* _THE PROBLEM_
Without the pictures, output the lines of the material from the very first through the one that holds "Query: palm tree".

* _RECORDS SHOWN_
┌──

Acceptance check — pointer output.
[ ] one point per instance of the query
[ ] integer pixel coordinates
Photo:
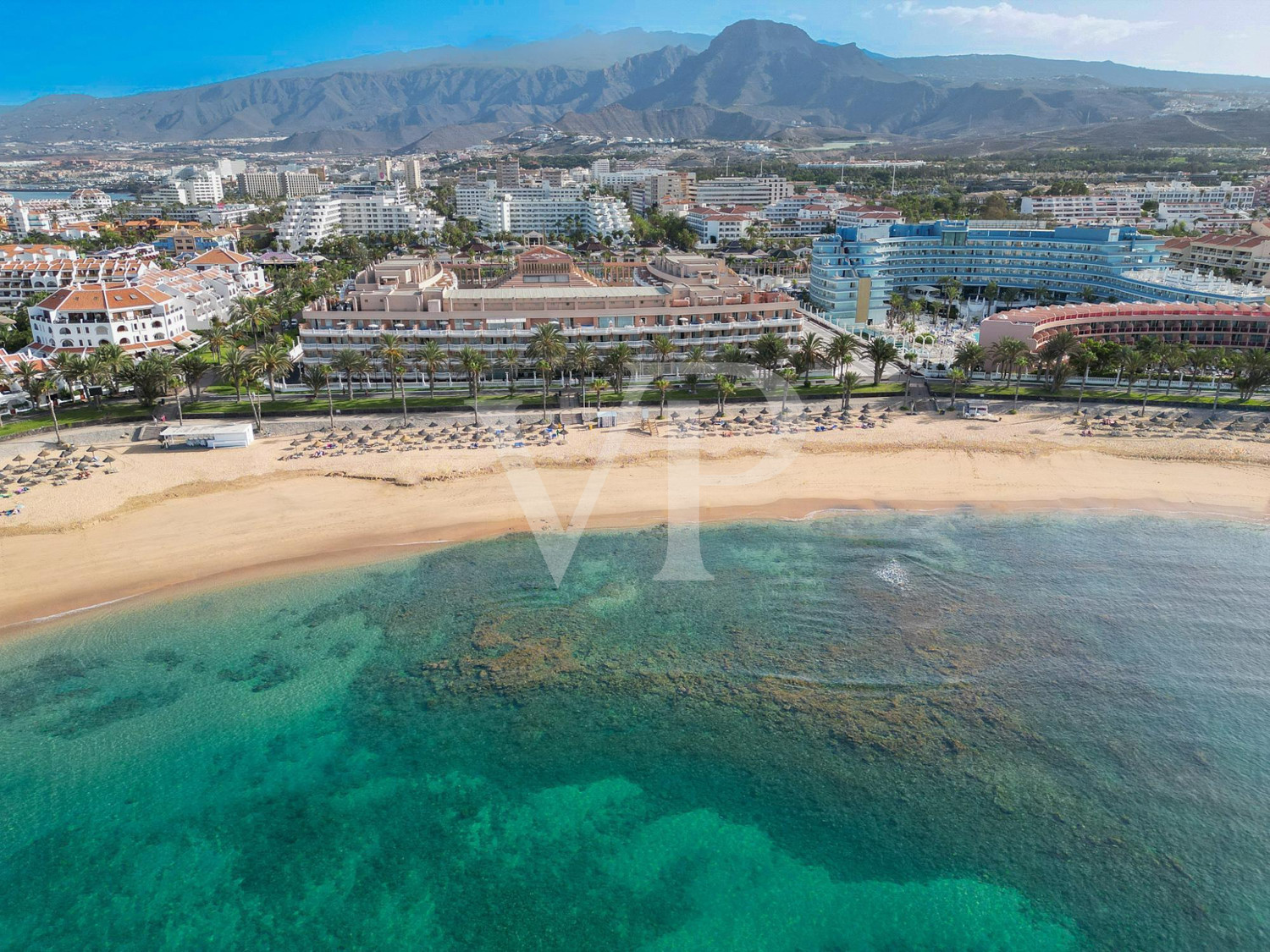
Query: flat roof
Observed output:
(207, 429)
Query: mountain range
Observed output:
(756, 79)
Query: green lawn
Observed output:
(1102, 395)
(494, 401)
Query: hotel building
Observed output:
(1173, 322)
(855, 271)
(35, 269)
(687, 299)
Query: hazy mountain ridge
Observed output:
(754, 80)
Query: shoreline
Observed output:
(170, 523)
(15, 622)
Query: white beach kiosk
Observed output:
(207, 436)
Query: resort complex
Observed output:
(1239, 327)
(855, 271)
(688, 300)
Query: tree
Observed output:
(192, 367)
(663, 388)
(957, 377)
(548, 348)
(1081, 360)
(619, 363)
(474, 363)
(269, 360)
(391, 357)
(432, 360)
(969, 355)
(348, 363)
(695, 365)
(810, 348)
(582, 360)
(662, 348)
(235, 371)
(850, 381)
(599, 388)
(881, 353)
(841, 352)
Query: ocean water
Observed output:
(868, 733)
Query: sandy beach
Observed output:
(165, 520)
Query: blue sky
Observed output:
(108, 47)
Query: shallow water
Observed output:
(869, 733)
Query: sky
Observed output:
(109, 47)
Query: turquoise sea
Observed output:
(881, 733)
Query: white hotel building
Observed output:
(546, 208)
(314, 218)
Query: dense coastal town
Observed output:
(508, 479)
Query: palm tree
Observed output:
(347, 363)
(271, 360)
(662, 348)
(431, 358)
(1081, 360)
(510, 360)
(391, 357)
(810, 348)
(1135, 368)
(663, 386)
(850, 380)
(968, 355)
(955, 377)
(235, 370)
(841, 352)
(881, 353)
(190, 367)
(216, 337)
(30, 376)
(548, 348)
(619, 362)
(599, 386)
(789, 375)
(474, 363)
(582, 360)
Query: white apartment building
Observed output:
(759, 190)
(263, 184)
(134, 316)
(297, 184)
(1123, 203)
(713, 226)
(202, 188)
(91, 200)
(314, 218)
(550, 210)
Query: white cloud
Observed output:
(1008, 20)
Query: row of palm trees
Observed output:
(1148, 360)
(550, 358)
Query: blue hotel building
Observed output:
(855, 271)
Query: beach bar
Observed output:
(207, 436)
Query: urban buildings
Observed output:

└──

* _RESPONSE FOR THIS EXERCISE_
Acceptance check — pointer output.
[ ] one point per instance of the query
[ ] integer pixel coordinates
Photo:
Query: flat roof
Observed output:
(207, 429)
Query: mountain range
Observed output:
(756, 79)
Query: green lawn
Observed output:
(1102, 395)
(494, 401)
Query: hotel building
Observed output:
(1173, 322)
(855, 271)
(35, 269)
(687, 299)
Query: hazy mountain ridge
Observed output:
(754, 80)
Query: shoreline
Observed output:
(170, 523)
(15, 622)
Query: white beach kiosk
Observed output:
(207, 436)
Query: resort complex
Observed output:
(1239, 327)
(855, 271)
(688, 300)
Query: tree
Observed output:
(192, 367)
(663, 388)
(957, 377)
(548, 348)
(1081, 360)
(619, 363)
(474, 363)
(269, 360)
(391, 357)
(432, 360)
(969, 355)
(348, 363)
(695, 365)
(810, 348)
(582, 360)
(662, 348)
(235, 371)
(850, 381)
(599, 388)
(881, 353)
(841, 352)
Query: ocean water
Observed output:
(868, 733)
Query: sandy beach
Observed output:
(165, 520)
Query: blue sky
Observed output:
(108, 47)
Query: shallow water
Observed output:
(869, 733)
Query: sky
Observed output:
(109, 47)
Query: turquoise sea
Observed output:
(881, 733)
Query: white hotel building
Observed output:
(546, 208)
(314, 218)
Query: dense coastal town
Observed output:
(508, 479)
Query: palm tree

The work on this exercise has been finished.